--- Begin SUPPLIED DATA ---
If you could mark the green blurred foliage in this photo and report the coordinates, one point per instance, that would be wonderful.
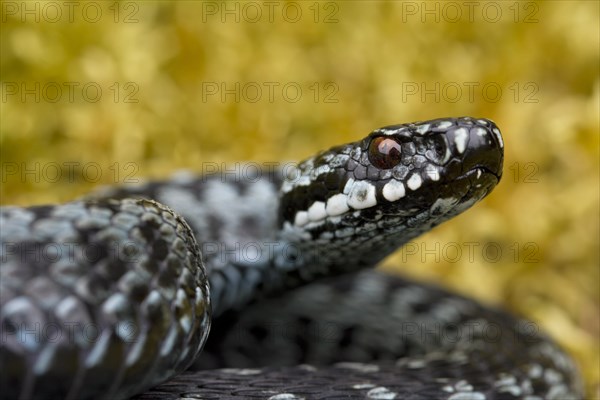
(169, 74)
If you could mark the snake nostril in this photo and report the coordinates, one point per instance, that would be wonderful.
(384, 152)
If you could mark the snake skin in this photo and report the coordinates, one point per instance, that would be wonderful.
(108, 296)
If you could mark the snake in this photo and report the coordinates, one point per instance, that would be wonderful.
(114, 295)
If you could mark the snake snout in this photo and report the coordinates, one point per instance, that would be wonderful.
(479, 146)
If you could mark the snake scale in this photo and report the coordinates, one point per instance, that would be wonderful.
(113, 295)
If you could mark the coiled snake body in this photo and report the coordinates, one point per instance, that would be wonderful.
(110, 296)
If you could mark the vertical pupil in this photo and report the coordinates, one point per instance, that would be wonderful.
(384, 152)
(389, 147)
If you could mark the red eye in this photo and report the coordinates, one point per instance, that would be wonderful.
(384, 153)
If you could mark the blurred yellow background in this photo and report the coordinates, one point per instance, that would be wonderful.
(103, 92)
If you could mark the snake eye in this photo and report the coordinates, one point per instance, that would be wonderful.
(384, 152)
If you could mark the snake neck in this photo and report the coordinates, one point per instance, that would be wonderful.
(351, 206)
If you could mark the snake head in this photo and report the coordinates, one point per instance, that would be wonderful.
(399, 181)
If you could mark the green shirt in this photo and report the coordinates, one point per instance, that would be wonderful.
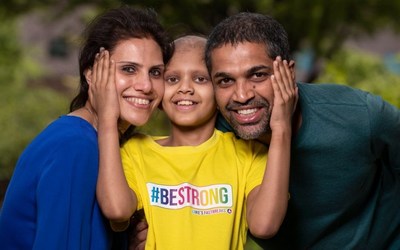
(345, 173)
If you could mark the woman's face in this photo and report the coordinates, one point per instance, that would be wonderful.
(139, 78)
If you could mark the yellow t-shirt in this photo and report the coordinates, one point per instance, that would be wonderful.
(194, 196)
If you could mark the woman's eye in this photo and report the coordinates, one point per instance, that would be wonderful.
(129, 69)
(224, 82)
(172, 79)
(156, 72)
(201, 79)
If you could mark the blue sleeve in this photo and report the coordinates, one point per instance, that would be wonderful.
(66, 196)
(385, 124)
--- End SUPPLIED DATA ---
--- Begin SUPPLIED DATA ---
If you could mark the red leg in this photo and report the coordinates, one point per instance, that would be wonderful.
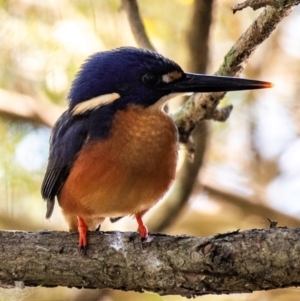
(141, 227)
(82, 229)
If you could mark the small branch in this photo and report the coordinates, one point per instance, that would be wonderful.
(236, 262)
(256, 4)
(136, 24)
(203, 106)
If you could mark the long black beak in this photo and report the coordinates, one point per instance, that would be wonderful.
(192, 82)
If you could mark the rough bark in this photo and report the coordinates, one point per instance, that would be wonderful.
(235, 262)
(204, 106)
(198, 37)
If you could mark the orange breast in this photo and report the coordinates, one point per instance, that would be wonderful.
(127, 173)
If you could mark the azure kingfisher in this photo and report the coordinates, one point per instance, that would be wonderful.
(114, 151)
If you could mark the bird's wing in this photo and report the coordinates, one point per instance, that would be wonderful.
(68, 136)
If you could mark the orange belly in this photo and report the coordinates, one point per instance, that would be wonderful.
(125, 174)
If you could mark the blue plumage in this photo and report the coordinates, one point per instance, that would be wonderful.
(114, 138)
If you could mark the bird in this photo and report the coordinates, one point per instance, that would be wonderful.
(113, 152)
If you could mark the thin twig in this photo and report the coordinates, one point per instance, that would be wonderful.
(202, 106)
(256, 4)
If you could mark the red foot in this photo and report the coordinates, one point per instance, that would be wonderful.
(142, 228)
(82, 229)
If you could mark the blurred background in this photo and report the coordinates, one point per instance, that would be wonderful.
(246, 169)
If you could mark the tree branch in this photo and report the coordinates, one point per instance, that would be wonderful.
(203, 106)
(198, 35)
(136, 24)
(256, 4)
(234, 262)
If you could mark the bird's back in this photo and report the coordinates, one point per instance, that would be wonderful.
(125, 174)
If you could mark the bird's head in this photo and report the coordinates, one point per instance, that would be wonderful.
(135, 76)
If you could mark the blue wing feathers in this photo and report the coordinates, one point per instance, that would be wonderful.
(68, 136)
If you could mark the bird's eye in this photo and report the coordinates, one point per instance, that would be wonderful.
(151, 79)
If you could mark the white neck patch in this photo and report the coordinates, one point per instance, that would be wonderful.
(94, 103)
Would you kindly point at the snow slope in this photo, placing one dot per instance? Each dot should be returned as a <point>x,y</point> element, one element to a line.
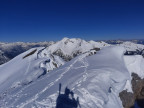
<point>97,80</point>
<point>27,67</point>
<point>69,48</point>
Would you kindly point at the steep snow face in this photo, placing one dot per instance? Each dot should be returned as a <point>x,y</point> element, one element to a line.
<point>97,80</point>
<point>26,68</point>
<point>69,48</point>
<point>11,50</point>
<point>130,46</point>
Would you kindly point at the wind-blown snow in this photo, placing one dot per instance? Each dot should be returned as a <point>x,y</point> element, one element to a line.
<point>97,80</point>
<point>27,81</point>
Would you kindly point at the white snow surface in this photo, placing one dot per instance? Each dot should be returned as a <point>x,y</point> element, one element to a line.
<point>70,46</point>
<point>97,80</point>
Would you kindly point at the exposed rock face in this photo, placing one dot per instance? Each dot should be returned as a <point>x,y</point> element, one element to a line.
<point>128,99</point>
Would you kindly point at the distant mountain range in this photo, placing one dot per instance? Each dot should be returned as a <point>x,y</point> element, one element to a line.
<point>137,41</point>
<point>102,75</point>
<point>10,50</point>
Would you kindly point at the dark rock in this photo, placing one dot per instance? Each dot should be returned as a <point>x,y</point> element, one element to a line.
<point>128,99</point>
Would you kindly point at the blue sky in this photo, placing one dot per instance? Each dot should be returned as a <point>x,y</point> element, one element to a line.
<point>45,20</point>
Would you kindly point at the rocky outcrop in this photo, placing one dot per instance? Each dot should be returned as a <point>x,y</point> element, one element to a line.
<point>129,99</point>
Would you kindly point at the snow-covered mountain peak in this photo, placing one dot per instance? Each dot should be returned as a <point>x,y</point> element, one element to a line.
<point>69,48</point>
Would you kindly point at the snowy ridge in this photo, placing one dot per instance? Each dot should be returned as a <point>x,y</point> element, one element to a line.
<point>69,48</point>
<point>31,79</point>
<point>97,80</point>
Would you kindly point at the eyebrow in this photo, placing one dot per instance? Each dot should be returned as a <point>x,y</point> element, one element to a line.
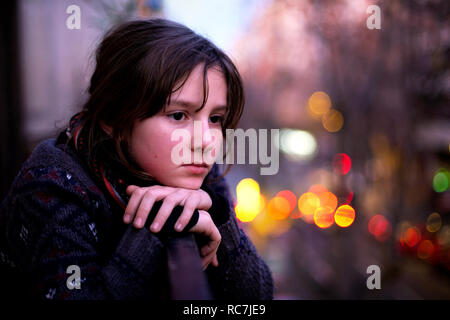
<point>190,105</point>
--- End SUPPLIED DATA ---
* **SHORT PROBLEM**
Turn the items in the stretch from the line containing "Would you kindly point at the wind-blown" through the line containing "<point>190,105</point>" into a two-column CSV with the headers "text" and "answer". Give one row per item, put its text and its answer each in a single quoted field with line breaks replaced by spaces, and leave out the pictures.

* **CORRECT ANSWER**
text,answer
"Would you kindly point at the wind-blown snow in this photo, placing one dot per instance? Each dot should be returned as a <point>x,y</point> element, one element to a line.","<point>97,80</point> <point>27,81</point>"
"Would you kindly point at the white snow surface in this photo, placing one dot per instance? Each dot should be returned as a <point>x,y</point> element, one element to a line.","<point>70,46</point> <point>97,80</point>"
"Would you kindly point at the exposed rock face in this photo, placing one dot per instance? Each dot should be returned as a <point>x,y</point> element, one element to a line.","<point>128,99</point>"
"Would you kindly point at the distant mountain range in this photo, placing one dot per instance? Each dot should be returned as a <point>x,y</point> element, one element to a line.","<point>137,41</point> <point>102,75</point> <point>10,50</point>"
"Would you kindly point at the dark rock in this photo, placing one dot per instance? Each dot should be returned as a <point>x,y</point> element, one element to a line.","<point>128,99</point>"
"Would you kindly point at the blue sky in this photo, placing one dot per instance? Each dot should be returned as a <point>x,y</point> element, one element to a line.","<point>45,20</point>"
"Would you kindly point at the rocky outcrop in this photo, placing one dot per instance? Each dot should be returned as a <point>x,y</point> element, one element to a line.","<point>129,99</point>"
"Would you kindly point at the snow-covered mountain peak in this photo, placing one dot per instance? Each dot should be returned as a <point>x,y</point> element, one element to a line.","<point>69,48</point>"
"Would you kindly point at the snowy ridge in this photo, placing one dot per instance? Each dot should be returned as a <point>x,y</point> element, one element to a line.","<point>69,48</point> <point>31,79</point> <point>97,80</point>"
"Would you kindly point at the eyebrow in this photo, placing one dot per instance? Each dot should be returned as a <point>x,y</point> element, one element to a line.","<point>190,105</point>"